Records contained in a dataset:
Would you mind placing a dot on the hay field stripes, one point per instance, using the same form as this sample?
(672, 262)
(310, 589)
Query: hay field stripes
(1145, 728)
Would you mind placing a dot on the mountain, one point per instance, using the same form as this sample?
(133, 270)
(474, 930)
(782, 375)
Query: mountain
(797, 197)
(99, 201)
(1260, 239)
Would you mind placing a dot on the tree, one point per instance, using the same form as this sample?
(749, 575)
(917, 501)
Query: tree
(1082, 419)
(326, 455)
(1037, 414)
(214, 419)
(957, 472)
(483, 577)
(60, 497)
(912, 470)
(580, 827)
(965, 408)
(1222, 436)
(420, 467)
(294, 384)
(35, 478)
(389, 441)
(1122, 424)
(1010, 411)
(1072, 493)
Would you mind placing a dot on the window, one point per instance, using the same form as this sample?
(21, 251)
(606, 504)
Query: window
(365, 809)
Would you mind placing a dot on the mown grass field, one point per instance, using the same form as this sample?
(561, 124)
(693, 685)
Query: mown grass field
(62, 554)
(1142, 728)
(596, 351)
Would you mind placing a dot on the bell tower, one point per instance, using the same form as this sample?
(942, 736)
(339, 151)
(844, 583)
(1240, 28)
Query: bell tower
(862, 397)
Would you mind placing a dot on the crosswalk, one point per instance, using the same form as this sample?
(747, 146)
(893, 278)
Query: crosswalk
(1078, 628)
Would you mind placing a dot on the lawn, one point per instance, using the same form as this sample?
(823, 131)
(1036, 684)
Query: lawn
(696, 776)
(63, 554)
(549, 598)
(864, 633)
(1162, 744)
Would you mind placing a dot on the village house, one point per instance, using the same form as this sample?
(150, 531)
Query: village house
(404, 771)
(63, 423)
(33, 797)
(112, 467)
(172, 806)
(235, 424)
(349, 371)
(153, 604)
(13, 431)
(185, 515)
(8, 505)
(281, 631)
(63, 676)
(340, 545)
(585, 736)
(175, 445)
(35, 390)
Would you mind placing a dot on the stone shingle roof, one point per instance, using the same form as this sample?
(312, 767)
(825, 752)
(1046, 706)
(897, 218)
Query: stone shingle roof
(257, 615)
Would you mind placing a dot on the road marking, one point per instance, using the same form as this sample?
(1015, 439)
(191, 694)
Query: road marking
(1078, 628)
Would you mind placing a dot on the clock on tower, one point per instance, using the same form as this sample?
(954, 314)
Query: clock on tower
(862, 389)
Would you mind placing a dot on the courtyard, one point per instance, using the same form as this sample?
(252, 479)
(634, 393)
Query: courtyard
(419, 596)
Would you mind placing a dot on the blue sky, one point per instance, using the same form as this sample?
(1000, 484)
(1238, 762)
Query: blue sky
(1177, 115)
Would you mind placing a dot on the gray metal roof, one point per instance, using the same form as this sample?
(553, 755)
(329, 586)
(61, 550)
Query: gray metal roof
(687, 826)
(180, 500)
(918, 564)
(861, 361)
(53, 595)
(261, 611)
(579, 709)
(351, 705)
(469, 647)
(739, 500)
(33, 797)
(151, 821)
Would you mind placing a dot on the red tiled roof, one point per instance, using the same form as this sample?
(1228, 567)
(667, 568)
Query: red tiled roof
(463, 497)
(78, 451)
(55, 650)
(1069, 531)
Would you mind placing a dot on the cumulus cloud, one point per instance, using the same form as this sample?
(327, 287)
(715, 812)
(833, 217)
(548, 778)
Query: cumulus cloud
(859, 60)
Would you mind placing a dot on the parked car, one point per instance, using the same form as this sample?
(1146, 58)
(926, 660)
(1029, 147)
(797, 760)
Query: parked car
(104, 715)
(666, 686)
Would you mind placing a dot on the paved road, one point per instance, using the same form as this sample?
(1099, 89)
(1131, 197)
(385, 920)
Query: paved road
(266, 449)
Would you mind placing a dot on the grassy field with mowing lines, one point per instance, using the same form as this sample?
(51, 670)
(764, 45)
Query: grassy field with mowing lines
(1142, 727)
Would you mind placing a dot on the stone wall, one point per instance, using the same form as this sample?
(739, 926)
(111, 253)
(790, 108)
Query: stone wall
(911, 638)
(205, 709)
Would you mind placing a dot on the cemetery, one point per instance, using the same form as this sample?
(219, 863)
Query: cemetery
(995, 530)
--
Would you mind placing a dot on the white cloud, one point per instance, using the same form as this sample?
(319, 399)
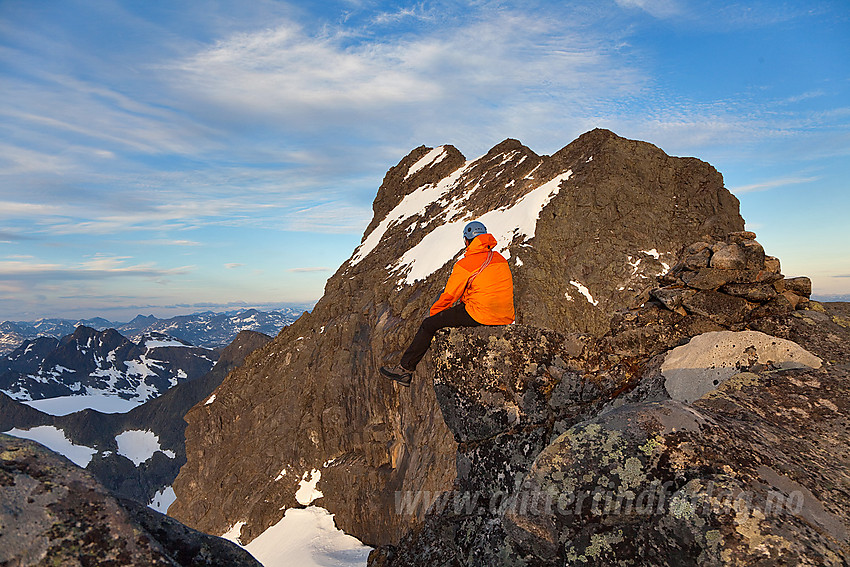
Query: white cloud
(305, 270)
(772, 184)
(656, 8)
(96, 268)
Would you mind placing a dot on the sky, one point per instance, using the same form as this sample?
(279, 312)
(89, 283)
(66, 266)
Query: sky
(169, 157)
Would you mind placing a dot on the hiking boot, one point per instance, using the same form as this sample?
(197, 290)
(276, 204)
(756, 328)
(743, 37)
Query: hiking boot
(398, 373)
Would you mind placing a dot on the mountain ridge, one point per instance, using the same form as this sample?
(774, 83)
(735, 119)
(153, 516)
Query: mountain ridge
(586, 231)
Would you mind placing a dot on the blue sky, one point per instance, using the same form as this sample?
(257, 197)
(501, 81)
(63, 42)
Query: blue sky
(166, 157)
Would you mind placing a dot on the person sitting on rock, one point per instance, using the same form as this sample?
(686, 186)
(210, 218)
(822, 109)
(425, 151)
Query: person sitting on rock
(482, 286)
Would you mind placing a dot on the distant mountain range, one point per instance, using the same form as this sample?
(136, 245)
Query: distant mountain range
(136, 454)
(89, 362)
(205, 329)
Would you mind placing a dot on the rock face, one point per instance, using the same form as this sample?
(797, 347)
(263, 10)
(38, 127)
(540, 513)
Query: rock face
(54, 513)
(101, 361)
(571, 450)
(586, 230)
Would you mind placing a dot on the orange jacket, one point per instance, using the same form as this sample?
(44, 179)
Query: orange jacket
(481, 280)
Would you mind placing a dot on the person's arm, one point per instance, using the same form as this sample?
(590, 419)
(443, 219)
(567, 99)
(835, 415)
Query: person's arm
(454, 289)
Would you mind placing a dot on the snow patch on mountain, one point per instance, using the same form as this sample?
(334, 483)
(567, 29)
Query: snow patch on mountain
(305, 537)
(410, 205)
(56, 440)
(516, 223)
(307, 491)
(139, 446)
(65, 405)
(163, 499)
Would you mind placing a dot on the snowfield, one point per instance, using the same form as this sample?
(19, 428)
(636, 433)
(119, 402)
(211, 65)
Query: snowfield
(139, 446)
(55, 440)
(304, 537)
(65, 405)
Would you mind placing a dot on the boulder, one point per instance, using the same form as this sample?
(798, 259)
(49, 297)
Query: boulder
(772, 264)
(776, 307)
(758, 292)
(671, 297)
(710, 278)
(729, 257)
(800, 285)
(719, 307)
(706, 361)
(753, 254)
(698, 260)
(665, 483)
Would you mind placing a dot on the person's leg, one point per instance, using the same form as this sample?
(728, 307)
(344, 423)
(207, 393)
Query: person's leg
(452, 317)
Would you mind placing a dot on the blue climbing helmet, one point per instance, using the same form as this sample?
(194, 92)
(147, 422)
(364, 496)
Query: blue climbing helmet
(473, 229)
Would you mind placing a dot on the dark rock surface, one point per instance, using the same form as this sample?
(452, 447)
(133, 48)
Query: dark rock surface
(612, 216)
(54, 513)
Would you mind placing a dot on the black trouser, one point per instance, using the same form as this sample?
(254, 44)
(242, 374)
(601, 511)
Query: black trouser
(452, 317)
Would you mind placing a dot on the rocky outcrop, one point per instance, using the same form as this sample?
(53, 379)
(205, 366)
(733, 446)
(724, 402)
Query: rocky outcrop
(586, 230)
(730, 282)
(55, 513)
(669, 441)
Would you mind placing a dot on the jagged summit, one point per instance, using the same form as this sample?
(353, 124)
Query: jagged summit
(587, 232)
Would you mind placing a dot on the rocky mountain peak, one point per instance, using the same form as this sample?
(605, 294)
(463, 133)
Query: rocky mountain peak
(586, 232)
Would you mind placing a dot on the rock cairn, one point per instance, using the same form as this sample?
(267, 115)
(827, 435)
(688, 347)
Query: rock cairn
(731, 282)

_Required work_.
Once you find the line with "Would you mind placing a dot on the courtyard, one" in the entries above, output it and each line after it up to and including the line with "(1000, 484)", and nothing else.

_Solution to the problem_.
Would you mind placing a dot on the courtyard, one point per instance, using the same form as this sample?
(252, 479)
(634, 393)
Query: courtyard
(419, 596)
Would you mind placing a dot on the blue sky, one point per instance, using the same form as this sample?
(1000, 484)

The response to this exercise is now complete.